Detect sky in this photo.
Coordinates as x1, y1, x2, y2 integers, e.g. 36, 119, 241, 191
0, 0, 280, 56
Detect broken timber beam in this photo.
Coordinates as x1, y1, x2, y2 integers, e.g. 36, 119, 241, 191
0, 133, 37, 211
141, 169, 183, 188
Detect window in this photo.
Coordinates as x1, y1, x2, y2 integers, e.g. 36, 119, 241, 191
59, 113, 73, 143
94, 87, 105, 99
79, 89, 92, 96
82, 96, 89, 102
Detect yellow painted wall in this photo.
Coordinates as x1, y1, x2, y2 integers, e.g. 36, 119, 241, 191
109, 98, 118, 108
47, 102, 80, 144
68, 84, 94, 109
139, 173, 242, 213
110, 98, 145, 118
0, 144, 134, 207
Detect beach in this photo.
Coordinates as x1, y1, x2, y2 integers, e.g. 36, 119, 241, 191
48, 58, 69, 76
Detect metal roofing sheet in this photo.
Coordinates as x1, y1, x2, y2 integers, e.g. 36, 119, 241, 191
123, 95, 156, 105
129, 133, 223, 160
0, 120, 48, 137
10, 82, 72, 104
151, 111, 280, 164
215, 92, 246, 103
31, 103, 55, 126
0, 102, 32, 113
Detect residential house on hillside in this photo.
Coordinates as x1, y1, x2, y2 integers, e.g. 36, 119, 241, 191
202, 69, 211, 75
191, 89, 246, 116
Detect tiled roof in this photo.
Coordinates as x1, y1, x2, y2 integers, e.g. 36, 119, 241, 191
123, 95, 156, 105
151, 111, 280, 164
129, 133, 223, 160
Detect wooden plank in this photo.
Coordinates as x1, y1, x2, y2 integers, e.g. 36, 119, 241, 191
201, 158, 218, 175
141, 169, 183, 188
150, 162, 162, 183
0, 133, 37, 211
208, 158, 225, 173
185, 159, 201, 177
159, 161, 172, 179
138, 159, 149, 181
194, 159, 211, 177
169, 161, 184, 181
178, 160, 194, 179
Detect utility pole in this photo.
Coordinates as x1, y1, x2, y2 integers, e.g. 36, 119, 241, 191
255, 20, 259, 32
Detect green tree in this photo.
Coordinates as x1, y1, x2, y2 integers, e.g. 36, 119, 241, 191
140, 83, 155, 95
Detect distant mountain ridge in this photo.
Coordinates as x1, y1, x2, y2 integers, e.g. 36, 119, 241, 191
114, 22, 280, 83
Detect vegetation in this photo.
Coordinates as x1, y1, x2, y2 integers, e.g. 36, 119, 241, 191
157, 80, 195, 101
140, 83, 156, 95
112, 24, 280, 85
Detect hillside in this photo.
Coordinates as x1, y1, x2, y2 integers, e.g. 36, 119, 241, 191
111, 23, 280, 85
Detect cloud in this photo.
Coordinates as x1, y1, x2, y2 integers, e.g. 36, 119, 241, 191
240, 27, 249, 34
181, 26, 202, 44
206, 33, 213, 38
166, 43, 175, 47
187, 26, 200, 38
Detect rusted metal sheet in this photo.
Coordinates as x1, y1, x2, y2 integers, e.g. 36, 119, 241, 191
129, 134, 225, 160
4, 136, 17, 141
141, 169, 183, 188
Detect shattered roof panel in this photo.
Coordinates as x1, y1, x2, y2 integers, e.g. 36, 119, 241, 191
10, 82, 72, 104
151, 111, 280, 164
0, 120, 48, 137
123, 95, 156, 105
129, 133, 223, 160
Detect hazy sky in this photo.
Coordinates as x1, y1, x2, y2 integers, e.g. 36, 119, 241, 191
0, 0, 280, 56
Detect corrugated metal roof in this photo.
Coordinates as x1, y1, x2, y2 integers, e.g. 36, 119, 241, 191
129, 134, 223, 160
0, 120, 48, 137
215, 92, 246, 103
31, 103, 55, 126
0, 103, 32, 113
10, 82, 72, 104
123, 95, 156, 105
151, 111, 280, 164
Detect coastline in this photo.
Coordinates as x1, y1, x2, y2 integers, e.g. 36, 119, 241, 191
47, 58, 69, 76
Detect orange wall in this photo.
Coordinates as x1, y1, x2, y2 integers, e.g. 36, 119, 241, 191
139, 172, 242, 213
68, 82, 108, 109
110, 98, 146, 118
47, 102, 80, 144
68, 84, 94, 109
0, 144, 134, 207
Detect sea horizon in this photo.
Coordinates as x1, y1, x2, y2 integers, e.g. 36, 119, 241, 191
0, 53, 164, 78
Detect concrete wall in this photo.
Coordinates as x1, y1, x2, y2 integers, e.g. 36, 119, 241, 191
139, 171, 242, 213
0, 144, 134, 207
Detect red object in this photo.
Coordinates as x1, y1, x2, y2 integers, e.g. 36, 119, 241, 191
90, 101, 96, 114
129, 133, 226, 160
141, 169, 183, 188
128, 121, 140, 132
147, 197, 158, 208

........

▸ **Task details**: Can you write out all the rows above again, substituting "image" for every "photo" and keeping everything else the same?

▸ **Answer for the task**:
Detect sky in this image.
Coordinates as x1, y1, x2, y2 integers, e.g. 36, 119, 241, 191
0, 0, 280, 56
Detect broken timber beam in this image.
Coordinates as x1, y1, x2, y2 integers, e.g. 36, 119, 241, 191
0, 133, 37, 211
141, 169, 183, 188
Detect window in this image.
Coordinates as x1, y1, x2, y2 integers, e.g. 36, 119, 241, 191
59, 113, 73, 143
94, 87, 105, 99
79, 89, 92, 96
82, 96, 89, 102
Detect yellow painted wall in this image.
Coordinates as x1, y1, x2, y2 integers, e.g. 36, 119, 241, 191
109, 98, 118, 108
47, 102, 80, 144
68, 84, 94, 109
139, 173, 242, 213
110, 98, 145, 118
0, 144, 134, 207
Detect beach in this image.
Coordinates as x1, y1, x2, y2 integers, e.g. 36, 119, 241, 191
48, 58, 69, 76
Detect metal roofing sheet in this image.
Coordinates as x1, y1, x2, y2 integers, e.g. 36, 119, 241, 191
123, 95, 156, 105
129, 133, 223, 160
0, 120, 48, 137
10, 82, 72, 104
151, 111, 280, 164
215, 92, 246, 103
31, 103, 55, 126
0, 102, 32, 113
Detect residential house on hillside in this image.
Coordinates as x1, y1, x2, y2 integers, e.g. 36, 119, 241, 191
202, 69, 211, 75
191, 89, 246, 116
Detect tiled roof in this image.
Coordinates as x1, y1, x2, y2 integers, e.g. 36, 119, 241, 191
123, 95, 156, 105
151, 111, 280, 164
129, 133, 223, 160
Detect wooden plank in this image.
Coordinates as x1, y1, x2, y2 integers, e.g. 36, 119, 241, 191
201, 158, 218, 175
141, 169, 183, 188
150, 162, 162, 183
0, 133, 37, 211
208, 158, 225, 173
185, 159, 201, 177
159, 161, 172, 179
138, 159, 149, 181
194, 159, 211, 177
169, 161, 184, 181
178, 160, 194, 179
Detect utility pole in this image.
Coordinates as x1, y1, x2, y2 integers, e.g. 36, 119, 241, 191
255, 20, 259, 32
Detect green tree in this image.
Coordinates as x1, y1, x2, y2 integers, e.g. 36, 119, 241, 191
140, 83, 155, 95
Detect distant mountain ridge in this image.
Coordinates as x1, y1, x2, y2 integers, e.g. 36, 119, 241, 191
114, 22, 280, 83
Detect vegetation in this image.
Coordinates as x1, y1, x2, y2 integers, e.g. 36, 119, 241, 191
157, 80, 195, 101
140, 83, 156, 95
112, 24, 280, 85
Detect hillside in this image.
Coordinates as x1, y1, x2, y2 integers, e.g. 36, 119, 241, 191
111, 23, 280, 85
Detect cloud in this image.
Coordinates as x1, y1, x2, y2 integers, e.g. 36, 119, 241, 191
240, 27, 249, 34
181, 26, 202, 44
206, 33, 213, 38
166, 43, 175, 47
187, 26, 200, 38
Detect rusted metal sheet in this image.
Coordinates as x1, y1, x2, y2 integers, e.g. 36, 119, 241, 191
129, 134, 225, 160
4, 136, 17, 141
141, 169, 183, 188
Detect shattered roof panel in this image.
Coordinates as x1, y1, x2, y2 integers, e.g. 36, 119, 241, 191
10, 82, 72, 104
151, 111, 280, 164
0, 120, 48, 137
123, 95, 156, 105
129, 133, 223, 160
Detect hazy sky in this image.
Coordinates as x1, y1, x2, y2 integers, e.g. 36, 119, 241, 191
0, 0, 280, 56
Detect corrugated metal roof in this image.
Coordinates as x1, y1, x2, y2 integers, e.g. 36, 119, 241, 191
129, 134, 223, 160
0, 120, 48, 137
215, 92, 246, 103
31, 103, 55, 126
0, 103, 32, 113
10, 82, 72, 104
123, 95, 156, 105
151, 111, 280, 164
Detect coastline in this image.
Coordinates as x1, y1, x2, y2 integers, e.g. 36, 119, 241, 191
47, 58, 69, 76
Detect orange wall in this image.
Coordinates as x1, y1, x2, y2 integers, e.g. 36, 119, 241, 191
139, 172, 242, 213
68, 82, 108, 109
110, 98, 146, 118
47, 102, 80, 144
68, 84, 94, 109
0, 144, 134, 207
Detect sea horizon in this image.
Coordinates as x1, y1, x2, y2 integers, e.g. 36, 119, 241, 191
0, 53, 164, 78
Detect concrete wall in this image.
Coordinates as x1, y1, x2, y2 integers, e.g. 36, 119, 241, 191
139, 171, 242, 213
0, 144, 134, 207
Detect red object in this image.
Coordinates as x1, y1, x2, y2 integers, e.g. 36, 119, 241, 191
90, 101, 96, 114
129, 133, 226, 160
141, 169, 183, 188
128, 121, 140, 132
147, 197, 158, 208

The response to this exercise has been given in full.